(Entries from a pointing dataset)
________________
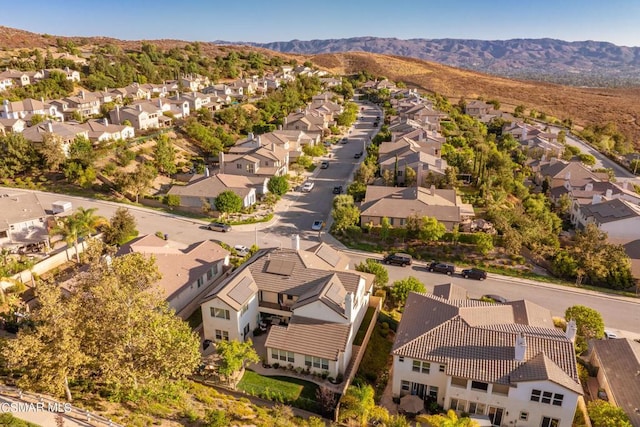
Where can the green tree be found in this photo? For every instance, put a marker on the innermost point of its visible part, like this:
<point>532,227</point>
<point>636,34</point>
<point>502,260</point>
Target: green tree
<point>234,355</point>
<point>228,202</point>
<point>278,185</point>
<point>431,230</point>
<point>121,229</point>
<point>345,213</point>
<point>49,355</point>
<point>165,156</point>
<point>374,267</point>
<point>604,414</point>
<point>451,419</point>
<point>400,289</point>
<point>589,325</point>
<point>358,405</point>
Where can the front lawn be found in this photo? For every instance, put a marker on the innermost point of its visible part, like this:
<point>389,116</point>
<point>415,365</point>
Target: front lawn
<point>292,391</point>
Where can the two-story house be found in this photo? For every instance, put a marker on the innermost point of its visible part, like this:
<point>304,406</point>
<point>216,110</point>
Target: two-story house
<point>23,220</point>
<point>504,361</point>
<point>311,304</point>
<point>186,271</point>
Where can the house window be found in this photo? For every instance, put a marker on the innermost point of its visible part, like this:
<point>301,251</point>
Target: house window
<point>220,313</point>
<point>501,389</point>
<point>459,382</point>
<point>222,335</point>
<point>550,422</point>
<point>557,399</point>
<point>458,405</point>
<point>535,395</point>
<point>477,385</point>
<point>476,408</point>
<point>419,366</point>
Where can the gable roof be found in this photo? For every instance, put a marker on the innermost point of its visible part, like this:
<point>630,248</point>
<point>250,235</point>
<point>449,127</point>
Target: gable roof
<point>620,364</point>
<point>476,340</point>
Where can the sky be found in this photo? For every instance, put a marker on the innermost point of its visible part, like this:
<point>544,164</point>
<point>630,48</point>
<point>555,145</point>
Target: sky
<point>615,21</point>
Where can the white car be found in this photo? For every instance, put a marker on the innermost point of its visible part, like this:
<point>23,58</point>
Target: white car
<point>241,250</point>
<point>307,187</point>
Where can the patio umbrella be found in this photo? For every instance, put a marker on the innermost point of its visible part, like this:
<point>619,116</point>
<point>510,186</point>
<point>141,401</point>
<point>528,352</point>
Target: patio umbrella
<point>412,404</point>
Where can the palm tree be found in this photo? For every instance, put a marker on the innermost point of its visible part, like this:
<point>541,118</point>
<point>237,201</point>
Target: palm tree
<point>449,420</point>
<point>74,227</point>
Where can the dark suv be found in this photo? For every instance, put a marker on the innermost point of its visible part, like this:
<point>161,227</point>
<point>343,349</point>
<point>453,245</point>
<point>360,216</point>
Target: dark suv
<point>440,267</point>
<point>474,273</point>
<point>398,259</point>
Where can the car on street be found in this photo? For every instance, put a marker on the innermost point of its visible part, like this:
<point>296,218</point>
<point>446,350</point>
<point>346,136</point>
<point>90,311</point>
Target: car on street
<point>241,250</point>
<point>495,298</point>
<point>219,226</point>
<point>398,259</point>
<point>307,187</point>
<point>441,267</point>
<point>474,273</point>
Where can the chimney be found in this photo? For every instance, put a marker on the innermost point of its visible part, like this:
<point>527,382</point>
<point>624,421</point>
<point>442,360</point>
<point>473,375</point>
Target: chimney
<point>348,305</point>
<point>295,242</point>
<point>572,330</point>
<point>521,347</point>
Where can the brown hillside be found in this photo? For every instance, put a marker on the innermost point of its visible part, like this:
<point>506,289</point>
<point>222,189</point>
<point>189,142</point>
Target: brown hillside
<point>583,105</point>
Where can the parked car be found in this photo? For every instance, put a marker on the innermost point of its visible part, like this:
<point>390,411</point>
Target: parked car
<point>219,226</point>
<point>474,273</point>
<point>441,267</point>
<point>241,250</point>
<point>495,298</point>
<point>307,187</point>
<point>398,259</point>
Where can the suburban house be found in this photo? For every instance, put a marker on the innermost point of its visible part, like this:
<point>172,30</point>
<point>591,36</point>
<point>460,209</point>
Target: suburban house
<point>101,130</point>
<point>397,204</point>
<point>618,363</point>
<point>255,158</point>
<point>12,126</point>
<point>204,189</point>
<point>71,75</point>
<point>66,133</point>
<point>560,173</point>
<point>142,116</point>
<point>23,220</point>
<point>27,108</point>
<point>308,301</point>
<point>619,218</point>
<point>504,361</point>
<point>186,271</point>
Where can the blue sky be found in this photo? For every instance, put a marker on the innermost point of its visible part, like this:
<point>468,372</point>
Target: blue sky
<point>616,21</point>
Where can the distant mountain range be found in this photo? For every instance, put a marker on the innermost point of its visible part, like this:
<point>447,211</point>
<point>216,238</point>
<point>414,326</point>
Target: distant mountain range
<point>588,63</point>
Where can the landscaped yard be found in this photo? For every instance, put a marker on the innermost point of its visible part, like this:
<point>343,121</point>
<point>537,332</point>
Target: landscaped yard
<point>293,391</point>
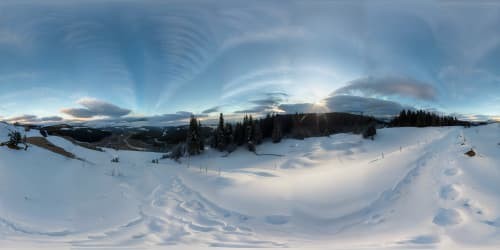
________________
Work to do: Can you write out every one of the records above word for word, leaving the pictures out?

Response to this exercise:
Where can the green tree be found in this photo? For every instance, put a marker on the innermost point of its visible part, like this:
<point>532,227</point>
<point>636,34</point>
<point>502,260</point>
Target: green tree
<point>234,355</point>
<point>228,202</point>
<point>278,185</point>
<point>431,230</point>
<point>121,229</point>
<point>345,213</point>
<point>49,355</point>
<point>165,156</point>
<point>374,267</point>
<point>604,414</point>
<point>451,419</point>
<point>400,289</point>
<point>589,325</point>
<point>358,405</point>
Where can the front lawn be found in this photo? For every instance, put a marker on the innermost point of its visible part, like this:
<point>389,116</point>
<point>415,365</point>
Target: front lawn
<point>292,391</point>
Where can the two-story house be found in this photo? For every instance, put a marker on the innermost point of its visible part, like this:
<point>304,406</point>
<point>216,110</point>
Target: two-story house
<point>23,220</point>
<point>504,361</point>
<point>311,304</point>
<point>186,271</point>
Where can the house window be found in this photo? For every instance, put a marker on the innermost point of its visible part, like this:
<point>301,251</point>
Target: house window
<point>220,313</point>
<point>501,389</point>
<point>459,382</point>
<point>222,335</point>
<point>550,422</point>
<point>557,399</point>
<point>458,405</point>
<point>535,395</point>
<point>477,385</point>
<point>476,408</point>
<point>419,366</point>
Where can the gable roof be found in this photo? For every instance, put a marker on the innermost point of its visible part, like this:
<point>630,248</point>
<point>250,235</point>
<point>449,127</point>
Target: gable roof
<point>620,364</point>
<point>476,340</point>
Where can the sky be found in this photo? For every instance, put a marker on the innermost point of its visible part, like this:
<point>544,164</point>
<point>630,48</point>
<point>555,145</point>
Target: sky
<point>615,21</point>
Where can the white car be found in this photo? For every instance, put a marker on the innermost point of its visible part, like this:
<point>23,58</point>
Target: white car
<point>241,250</point>
<point>307,187</point>
Where can the patio umbrella be found in this photo? For every instance, put a marker on the innermost point of its visible part, like this:
<point>619,116</point>
<point>510,186</point>
<point>141,401</point>
<point>528,352</point>
Target: patio umbrella
<point>412,404</point>
Where can the palm tree be found in this photo? For every instance, put a marker on the innermost point of its visible part, like this:
<point>541,118</point>
<point>237,201</point>
Target: palm tree
<point>449,420</point>
<point>74,227</point>
Where can the dark suv be found in this photo? For every instance, put a marker on the innermost point of its visible part, like this:
<point>161,227</point>
<point>343,349</point>
<point>453,245</point>
<point>360,216</point>
Target: dark suv
<point>440,267</point>
<point>474,273</point>
<point>398,259</point>
Where can the car on street be found in this photo? For every instance, put a marker on the innermost point of its visible part, like this:
<point>296,218</point>
<point>446,350</point>
<point>346,136</point>
<point>90,311</point>
Target: car on street
<point>241,250</point>
<point>495,298</point>
<point>219,226</point>
<point>398,259</point>
<point>307,187</point>
<point>441,267</point>
<point>474,273</point>
Where can the chimney be found in this photo? For every instance, put a marker on the innermost point of its visible part, like this:
<point>527,382</point>
<point>624,421</point>
<point>442,360</point>
<point>473,375</point>
Target: chimney
<point>348,305</point>
<point>295,242</point>
<point>572,330</point>
<point>521,347</point>
Where can the brown hillside be found in this photo? For every instance, put a marker on the innermost point of its visible part, like this:
<point>506,289</point>
<point>222,189</point>
<point>189,142</point>
Target: brown hillside
<point>583,105</point>
Where can the parked car be found in this photo? For every instance, put a marker on the innermost point of its visible part, like this:
<point>390,411</point>
Target: parked car
<point>219,226</point>
<point>474,273</point>
<point>441,267</point>
<point>241,250</point>
<point>495,298</point>
<point>307,187</point>
<point>398,259</point>
Where can the suburban house be found in this photo? For every instance, put a marker on the innermost point of its visible part, like this:
<point>172,30</point>
<point>591,36</point>
<point>460,209</point>
Target: suburban house
<point>101,130</point>
<point>397,204</point>
<point>618,363</point>
<point>255,158</point>
<point>12,126</point>
<point>204,189</point>
<point>71,75</point>
<point>66,133</point>
<point>560,173</point>
<point>142,116</point>
<point>23,220</point>
<point>27,108</point>
<point>308,301</point>
<point>619,218</point>
<point>504,361</point>
<point>186,271</point>
Where can the blue sky be found in this photo? For every instance, put a marker on the innermost point of its visible part, like this:
<point>468,372</point>
Target: blue sky
<point>616,21</point>
Where can the distant mountain range be found in this photo? For every instance, put a marker on the innermost point of its visible part, like this:
<point>447,211</point>
<point>216,238</point>
<point>414,326</point>
Target: distant mountain range
<point>588,63</point>
Where can the landscaped yard be found in this photo? For every instance, put a marker on the innermost point of its visible part, like this:
<point>343,121</point>
<point>537,332</point>
Target: landscaped yard
<point>293,391</point>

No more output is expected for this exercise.